Questions to answer ▸
1 – In the excerpt on meta-analysis methods, which method had exact 95% coverage in simulation scenario 1?
2 – Resume the excerpt on meta-analysis methods from where it stops.

Aspirin dataset: this meta-analysis, originally conducted by Edwards et al.,¹¹ evaluated 63 trials investigating the effect of a single dose of oral aspirin on pain relief (50% reduction in pain), r was also strong in magnitude (r=-0.70 [P-value=1.6×10⁶]), but there was low between-study heterogeneity (I²=10%).
Streptokinase dataset: meta-analysis originally conducted by Yusuf et al.¹² and updated by Egger et al.³ of 21 trials evaluating the effect of streptokinase therapy on mortality risk. These data presented moderate heterogeneity (I²=34%), but very little evidence of asymmetry (r=0.08, P-value=0.743). These data were used as a positive control, where all methods are expected to give similar answers.

3. Results

3.1. Simulation study

Simulation scenario 1 indicated that the confidence intervals of the fixed effects, weighted median and MBE are valid in the sense that they all achieve at least 95% coverage under the null (i.e., β = 0) and in absence of small study effects, although only the fixed effects method had exact 95% coverage (Supplementary Table 1). Egger regression presented under-coverage when the number of studies was small, but this attenuated as the number of studies increased. Conversely, the trim-and-fill method presented under-coverage that increased with number of studies, indicating that its confidence intervals are invalid (at least in our implementation of the method). The fixed effects method presented the smallest standard errors, followed by the trim-and-fill, which was slightly more precise than the weighted median. The MBE was less precise than the latter, but substantially more precise than Egger regression.

Excerpted records ▸
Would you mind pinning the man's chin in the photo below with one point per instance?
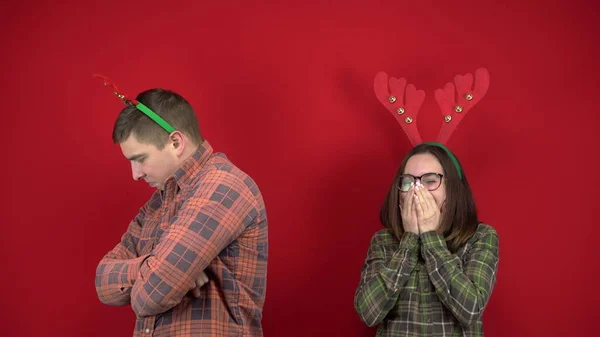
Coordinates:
(155, 185)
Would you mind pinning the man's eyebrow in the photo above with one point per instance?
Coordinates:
(136, 157)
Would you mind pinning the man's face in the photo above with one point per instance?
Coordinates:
(148, 162)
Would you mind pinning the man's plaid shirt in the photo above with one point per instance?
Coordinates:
(209, 217)
(416, 287)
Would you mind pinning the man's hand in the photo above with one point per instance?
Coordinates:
(201, 280)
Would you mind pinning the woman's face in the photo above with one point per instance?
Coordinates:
(420, 165)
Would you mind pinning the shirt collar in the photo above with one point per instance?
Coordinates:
(191, 166)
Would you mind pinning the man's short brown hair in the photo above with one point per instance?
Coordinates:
(172, 107)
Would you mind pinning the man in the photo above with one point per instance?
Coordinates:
(193, 261)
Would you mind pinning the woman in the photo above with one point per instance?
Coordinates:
(431, 271)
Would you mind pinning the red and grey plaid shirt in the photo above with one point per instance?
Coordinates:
(210, 217)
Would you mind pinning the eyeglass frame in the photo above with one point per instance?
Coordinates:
(419, 178)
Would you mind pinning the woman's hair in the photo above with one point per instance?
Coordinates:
(459, 217)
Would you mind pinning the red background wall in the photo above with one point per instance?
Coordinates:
(285, 89)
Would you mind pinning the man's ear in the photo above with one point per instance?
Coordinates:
(177, 142)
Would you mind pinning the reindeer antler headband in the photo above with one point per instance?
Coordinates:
(455, 100)
(132, 102)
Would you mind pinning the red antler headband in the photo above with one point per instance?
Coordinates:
(156, 118)
(455, 100)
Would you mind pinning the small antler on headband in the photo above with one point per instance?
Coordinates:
(117, 92)
(151, 114)
(403, 101)
(455, 100)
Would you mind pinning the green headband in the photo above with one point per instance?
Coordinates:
(450, 154)
(138, 105)
(156, 118)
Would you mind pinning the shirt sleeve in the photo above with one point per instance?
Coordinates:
(216, 213)
(117, 271)
(383, 278)
(464, 290)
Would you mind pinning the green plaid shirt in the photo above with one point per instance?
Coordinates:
(416, 287)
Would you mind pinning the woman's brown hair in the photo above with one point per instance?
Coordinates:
(459, 217)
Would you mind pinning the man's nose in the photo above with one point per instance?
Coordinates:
(136, 171)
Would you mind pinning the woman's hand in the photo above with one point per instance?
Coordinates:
(428, 212)
(409, 212)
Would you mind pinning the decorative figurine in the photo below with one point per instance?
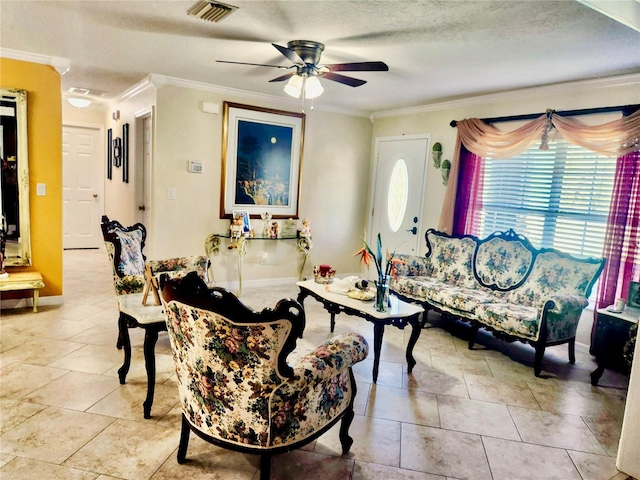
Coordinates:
(306, 228)
(236, 230)
(273, 232)
(445, 169)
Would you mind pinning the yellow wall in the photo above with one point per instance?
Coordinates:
(44, 129)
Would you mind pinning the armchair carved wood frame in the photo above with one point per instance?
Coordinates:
(237, 390)
(133, 276)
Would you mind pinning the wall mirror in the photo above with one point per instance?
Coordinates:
(14, 186)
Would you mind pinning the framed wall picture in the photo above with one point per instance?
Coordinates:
(261, 161)
(109, 154)
(246, 222)
(634, 295)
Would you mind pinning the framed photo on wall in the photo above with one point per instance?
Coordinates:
(261, 161)
(634, 295)
(246, 222)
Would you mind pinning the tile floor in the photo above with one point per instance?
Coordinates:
(462, 414)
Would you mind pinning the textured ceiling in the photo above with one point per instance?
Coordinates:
(436, 50)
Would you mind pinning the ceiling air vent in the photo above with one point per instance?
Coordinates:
(211, 11)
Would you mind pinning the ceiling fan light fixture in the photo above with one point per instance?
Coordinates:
(79, 102)
(313, 88)
(294, 86)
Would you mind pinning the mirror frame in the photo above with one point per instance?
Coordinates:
(24, 258)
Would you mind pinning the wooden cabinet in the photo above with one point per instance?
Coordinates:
(611, 335)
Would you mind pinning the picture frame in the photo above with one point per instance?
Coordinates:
(261, 161)
(246, 221)
(634, 295)
(109, 154)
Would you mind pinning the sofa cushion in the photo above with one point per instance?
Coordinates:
(554, 274)
(414, 287)
(461, 300)
(131, 259)
(451, 258)
(502, 263)
(518, 320)
(413, 266)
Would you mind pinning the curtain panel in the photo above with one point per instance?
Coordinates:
(616, 139)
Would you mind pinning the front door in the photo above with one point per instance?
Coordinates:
(82, 164)
(400, 178)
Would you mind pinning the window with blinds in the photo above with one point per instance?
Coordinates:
(558, 198)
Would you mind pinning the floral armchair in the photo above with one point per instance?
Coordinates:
(124, 246)
(236, 388)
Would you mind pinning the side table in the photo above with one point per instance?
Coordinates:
(23, 281)
(611, 335)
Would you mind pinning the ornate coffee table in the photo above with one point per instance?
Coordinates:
(399, 315)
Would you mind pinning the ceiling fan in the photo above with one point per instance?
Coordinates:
(305, 56)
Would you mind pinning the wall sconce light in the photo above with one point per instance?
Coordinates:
(79, 102)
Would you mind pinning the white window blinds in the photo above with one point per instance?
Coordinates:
(558, 198)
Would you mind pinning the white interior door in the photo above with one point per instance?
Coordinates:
(398, 195)
(82, 162)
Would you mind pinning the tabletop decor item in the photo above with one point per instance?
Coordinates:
(323, 273)
(384, 271)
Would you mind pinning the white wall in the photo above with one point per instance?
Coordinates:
(436, 121)
(334, 187)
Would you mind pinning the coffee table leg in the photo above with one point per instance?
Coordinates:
(149, 347)
(378, 333)
(416, 328)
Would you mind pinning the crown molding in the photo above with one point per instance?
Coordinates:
(158, 81)
(514, 95)
(61, 64)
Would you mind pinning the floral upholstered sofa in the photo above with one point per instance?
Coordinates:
(504, 284)
(237, 389)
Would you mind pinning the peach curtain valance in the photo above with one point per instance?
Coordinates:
(614, 139)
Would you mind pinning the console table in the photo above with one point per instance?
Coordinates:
(611, 335)
(399, 315)
(23, 281)
(212, 245)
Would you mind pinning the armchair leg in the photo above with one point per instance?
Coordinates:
(265, 467)
(472, 335)
(537, 363)
(572, 351)
(345, 440)
(184, 441)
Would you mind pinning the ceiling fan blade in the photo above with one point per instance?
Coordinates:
(254, 64)
(283, 77)
(290, 54)
(352, 82)
(358, 67)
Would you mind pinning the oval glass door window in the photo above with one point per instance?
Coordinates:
(398, 195)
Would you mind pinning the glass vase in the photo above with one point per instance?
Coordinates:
(382, 295)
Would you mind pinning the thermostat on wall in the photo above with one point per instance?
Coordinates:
(195, 167)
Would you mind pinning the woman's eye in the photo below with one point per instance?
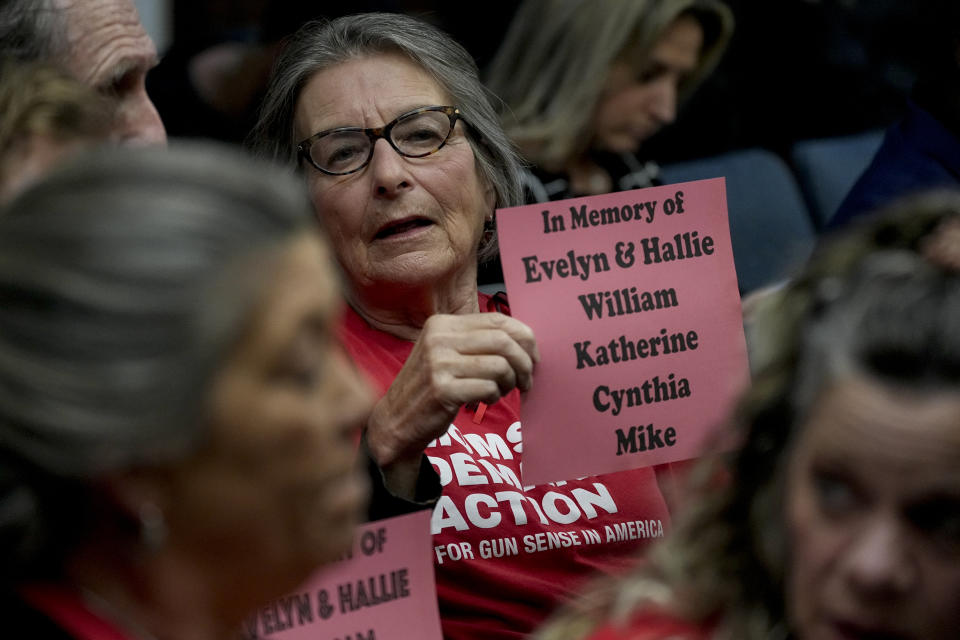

Exercise responses ▸
1 – The fixed effects method.

2 –
Supplementary Table 2 shows that scenario 2 lead to high values of I² and r. Under this small study effects model, the weighted median was less biased than the fixed effects model, and the MBE was the least biased among all methods (Figure 3). Those differences became more apparent as the number of studies increased. The trim-and-fill was more biased than the standard fixed effects model, and Egger regression substantially overcorrected.

Figure 3. Bias (solid lines) and coverage (dashed lines) of the fixed effects (black), Egger regression (red), trim-and-fill (green), weighted median (dark blue) and mode-based estimate (light blue) under scenario 2: zero true effect (i.e., β = 0), small study effects through the bias term b_j, and study sizes uniformly ranging from 100 to 5000 individuals.

The grey line indicates zero bias.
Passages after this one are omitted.